**TASK STATEMENT:** Please reproduce, word for word, the rows from the line with "Somewhere in this screenshot there is a dirt road." through the line with "[471,937,531,1009]", including both of those lines.

**DATA TO PROCESS:**
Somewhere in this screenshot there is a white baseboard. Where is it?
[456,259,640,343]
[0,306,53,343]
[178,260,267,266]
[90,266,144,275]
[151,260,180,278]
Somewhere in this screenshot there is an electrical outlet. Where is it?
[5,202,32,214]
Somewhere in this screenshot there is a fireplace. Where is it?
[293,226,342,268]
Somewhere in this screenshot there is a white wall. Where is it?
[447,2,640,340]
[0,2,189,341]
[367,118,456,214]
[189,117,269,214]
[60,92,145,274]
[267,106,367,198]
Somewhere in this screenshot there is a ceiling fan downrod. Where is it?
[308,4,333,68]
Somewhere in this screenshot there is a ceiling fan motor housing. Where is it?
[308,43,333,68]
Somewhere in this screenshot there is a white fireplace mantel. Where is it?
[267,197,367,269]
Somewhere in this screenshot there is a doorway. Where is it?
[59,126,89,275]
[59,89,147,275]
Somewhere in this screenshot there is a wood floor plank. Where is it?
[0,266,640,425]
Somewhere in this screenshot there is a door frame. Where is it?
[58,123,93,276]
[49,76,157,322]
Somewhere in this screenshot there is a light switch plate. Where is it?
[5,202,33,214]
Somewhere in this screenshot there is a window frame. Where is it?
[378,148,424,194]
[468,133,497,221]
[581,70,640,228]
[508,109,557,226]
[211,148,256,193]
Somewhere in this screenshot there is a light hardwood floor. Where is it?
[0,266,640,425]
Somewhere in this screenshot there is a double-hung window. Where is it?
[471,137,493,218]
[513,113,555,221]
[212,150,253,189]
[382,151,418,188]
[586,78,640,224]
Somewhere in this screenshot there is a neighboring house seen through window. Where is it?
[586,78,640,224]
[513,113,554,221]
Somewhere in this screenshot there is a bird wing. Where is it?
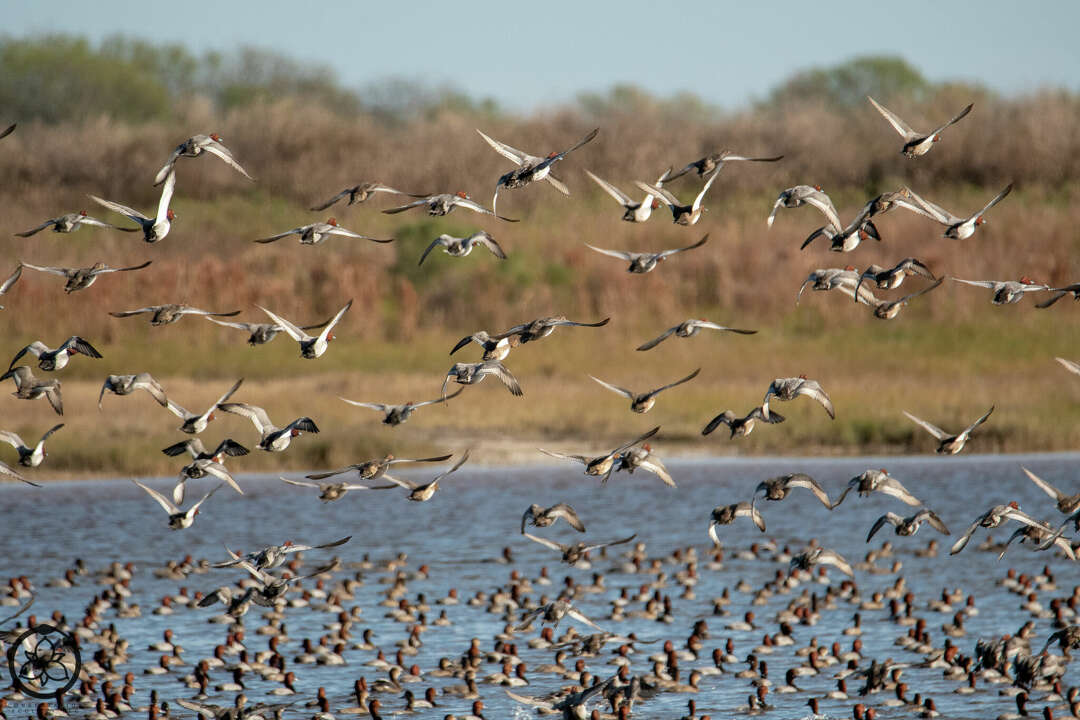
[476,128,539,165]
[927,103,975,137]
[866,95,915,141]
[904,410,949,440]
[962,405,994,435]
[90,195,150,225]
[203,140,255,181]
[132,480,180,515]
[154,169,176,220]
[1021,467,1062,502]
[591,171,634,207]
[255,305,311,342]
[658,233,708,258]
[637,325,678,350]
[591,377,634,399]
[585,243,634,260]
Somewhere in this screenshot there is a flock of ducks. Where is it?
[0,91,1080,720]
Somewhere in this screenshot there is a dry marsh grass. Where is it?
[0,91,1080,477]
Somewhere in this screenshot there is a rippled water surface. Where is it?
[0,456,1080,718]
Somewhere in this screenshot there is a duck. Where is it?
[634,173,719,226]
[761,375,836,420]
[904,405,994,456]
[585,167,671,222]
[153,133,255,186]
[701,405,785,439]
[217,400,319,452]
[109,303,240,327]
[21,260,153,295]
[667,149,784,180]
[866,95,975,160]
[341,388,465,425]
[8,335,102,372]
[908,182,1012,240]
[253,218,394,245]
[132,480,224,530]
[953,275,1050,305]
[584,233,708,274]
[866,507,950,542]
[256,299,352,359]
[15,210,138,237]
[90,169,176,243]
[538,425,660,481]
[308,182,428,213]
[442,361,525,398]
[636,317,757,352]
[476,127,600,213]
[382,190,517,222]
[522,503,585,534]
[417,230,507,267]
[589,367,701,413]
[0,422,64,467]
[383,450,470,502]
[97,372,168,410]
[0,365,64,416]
* * *
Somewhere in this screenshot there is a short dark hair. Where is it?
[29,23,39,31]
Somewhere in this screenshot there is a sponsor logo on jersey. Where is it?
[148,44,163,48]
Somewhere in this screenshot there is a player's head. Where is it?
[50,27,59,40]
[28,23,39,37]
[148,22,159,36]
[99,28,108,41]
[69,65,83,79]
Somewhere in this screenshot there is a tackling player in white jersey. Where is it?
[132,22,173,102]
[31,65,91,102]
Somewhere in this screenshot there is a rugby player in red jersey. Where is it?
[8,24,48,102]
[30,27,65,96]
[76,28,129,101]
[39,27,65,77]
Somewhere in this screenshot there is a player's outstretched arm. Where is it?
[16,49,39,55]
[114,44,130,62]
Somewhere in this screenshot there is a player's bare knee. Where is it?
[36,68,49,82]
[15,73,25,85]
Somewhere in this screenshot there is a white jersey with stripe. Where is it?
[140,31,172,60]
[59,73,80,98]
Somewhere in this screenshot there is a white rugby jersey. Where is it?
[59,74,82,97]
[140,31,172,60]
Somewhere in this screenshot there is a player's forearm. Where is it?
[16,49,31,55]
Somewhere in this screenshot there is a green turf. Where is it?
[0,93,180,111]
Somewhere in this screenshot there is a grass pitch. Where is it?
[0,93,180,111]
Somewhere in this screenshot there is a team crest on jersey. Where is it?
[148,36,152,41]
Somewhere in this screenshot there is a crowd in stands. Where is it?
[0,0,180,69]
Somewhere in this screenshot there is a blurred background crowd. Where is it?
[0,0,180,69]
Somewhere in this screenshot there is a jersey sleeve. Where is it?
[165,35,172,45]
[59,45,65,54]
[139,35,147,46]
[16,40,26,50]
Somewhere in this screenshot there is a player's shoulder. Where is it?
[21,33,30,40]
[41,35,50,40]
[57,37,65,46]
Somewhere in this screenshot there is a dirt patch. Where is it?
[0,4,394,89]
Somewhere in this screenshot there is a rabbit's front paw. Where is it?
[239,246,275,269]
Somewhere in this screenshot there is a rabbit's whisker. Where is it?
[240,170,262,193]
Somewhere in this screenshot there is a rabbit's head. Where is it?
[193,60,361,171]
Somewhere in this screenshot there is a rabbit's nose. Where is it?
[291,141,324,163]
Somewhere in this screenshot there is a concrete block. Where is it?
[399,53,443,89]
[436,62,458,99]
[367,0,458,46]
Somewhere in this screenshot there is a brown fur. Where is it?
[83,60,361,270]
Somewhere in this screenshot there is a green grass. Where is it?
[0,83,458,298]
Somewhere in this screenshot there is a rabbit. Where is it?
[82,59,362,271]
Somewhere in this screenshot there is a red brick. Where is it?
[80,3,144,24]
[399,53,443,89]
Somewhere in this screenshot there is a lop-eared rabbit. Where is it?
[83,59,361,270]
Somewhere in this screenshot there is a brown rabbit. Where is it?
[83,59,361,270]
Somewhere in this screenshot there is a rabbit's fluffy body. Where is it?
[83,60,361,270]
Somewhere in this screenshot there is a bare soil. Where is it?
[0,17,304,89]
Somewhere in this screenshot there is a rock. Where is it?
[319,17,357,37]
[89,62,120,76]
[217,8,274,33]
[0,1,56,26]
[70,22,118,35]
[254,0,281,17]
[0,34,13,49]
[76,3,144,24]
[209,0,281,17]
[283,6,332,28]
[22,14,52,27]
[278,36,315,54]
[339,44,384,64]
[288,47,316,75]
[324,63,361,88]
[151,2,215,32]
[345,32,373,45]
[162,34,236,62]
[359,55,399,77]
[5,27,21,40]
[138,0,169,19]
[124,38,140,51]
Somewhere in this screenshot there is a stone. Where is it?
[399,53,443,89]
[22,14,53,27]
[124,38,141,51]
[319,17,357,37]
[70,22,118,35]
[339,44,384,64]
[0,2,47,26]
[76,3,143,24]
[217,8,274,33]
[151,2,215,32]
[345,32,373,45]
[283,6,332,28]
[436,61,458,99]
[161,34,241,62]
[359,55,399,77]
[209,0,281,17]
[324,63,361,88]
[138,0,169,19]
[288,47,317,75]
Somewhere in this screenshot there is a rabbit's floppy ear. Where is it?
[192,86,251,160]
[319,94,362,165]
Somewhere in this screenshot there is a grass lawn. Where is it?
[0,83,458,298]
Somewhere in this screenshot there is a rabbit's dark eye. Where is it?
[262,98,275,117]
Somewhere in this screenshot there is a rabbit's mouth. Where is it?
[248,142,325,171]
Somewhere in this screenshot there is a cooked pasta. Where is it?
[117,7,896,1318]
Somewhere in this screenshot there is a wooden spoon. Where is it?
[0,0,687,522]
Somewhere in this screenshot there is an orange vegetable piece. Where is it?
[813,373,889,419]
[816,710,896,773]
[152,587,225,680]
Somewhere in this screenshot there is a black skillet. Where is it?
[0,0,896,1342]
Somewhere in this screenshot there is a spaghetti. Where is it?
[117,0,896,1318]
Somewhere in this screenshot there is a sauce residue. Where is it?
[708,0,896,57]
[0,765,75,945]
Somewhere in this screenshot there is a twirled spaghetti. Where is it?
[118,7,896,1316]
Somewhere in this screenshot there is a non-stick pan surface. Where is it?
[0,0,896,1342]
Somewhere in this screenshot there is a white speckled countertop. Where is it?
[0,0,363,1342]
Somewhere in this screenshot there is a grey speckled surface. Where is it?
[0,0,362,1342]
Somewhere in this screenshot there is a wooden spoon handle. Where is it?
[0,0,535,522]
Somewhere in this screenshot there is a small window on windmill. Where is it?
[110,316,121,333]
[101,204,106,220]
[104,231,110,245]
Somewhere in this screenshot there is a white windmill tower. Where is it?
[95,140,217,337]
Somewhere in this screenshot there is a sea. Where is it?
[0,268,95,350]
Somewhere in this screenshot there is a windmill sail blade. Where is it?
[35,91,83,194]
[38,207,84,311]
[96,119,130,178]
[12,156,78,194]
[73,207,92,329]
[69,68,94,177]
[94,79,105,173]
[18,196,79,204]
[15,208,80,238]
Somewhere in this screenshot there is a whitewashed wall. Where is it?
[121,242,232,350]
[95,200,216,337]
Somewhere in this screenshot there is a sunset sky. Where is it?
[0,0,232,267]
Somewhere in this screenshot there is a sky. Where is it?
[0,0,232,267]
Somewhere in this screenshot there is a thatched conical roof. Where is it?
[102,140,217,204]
...
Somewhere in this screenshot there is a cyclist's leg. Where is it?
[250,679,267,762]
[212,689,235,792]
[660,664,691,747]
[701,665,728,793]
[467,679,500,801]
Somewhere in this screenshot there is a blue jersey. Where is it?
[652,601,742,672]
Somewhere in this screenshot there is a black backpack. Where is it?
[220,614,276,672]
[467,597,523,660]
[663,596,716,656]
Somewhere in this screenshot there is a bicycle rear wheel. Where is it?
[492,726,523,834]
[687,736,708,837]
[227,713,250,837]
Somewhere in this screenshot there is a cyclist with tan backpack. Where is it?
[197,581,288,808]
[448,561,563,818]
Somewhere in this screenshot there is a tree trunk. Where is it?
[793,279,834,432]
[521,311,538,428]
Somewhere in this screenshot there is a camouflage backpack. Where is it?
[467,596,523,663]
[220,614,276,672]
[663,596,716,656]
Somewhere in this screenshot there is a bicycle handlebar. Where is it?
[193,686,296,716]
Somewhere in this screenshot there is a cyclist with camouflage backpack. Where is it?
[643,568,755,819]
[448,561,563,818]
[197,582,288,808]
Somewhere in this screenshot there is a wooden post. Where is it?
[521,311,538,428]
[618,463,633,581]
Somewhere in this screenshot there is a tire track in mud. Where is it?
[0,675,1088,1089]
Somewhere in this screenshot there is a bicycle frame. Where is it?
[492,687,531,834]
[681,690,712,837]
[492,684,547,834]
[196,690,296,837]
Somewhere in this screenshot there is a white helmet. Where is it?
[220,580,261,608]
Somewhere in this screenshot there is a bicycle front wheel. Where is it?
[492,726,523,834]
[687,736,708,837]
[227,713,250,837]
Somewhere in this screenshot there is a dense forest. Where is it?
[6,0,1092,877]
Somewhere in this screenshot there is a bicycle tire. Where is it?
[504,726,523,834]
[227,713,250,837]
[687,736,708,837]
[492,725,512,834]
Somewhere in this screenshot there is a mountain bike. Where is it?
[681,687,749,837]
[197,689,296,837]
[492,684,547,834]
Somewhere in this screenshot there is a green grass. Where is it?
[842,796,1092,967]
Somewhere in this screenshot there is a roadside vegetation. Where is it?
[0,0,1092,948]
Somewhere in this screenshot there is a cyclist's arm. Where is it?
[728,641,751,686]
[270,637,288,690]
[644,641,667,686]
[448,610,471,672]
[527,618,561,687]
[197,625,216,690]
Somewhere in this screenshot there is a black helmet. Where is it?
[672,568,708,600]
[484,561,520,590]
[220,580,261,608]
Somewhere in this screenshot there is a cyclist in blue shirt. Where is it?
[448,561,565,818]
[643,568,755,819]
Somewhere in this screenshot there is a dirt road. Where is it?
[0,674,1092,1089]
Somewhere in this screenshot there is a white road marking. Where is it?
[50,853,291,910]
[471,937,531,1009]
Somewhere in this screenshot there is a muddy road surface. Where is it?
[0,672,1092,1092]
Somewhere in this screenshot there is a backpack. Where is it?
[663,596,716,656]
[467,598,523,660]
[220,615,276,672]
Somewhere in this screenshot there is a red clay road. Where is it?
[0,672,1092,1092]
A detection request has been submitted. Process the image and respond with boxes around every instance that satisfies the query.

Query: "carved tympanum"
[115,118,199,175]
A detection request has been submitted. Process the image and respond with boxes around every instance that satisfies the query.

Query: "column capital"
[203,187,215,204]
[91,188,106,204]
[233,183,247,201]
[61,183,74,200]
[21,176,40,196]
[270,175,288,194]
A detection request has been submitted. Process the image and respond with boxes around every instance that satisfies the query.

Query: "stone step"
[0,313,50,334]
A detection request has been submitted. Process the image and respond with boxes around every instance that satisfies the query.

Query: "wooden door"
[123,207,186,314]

**TASK RESPONSE:**
Somewhere in this screenshot there is a dirt road. Where is it?
[0,674,1092,1089]
Somewhere in this screenshot there is a white road marking. Where is it?
[50,853,291,910]
[471,937,531,1009]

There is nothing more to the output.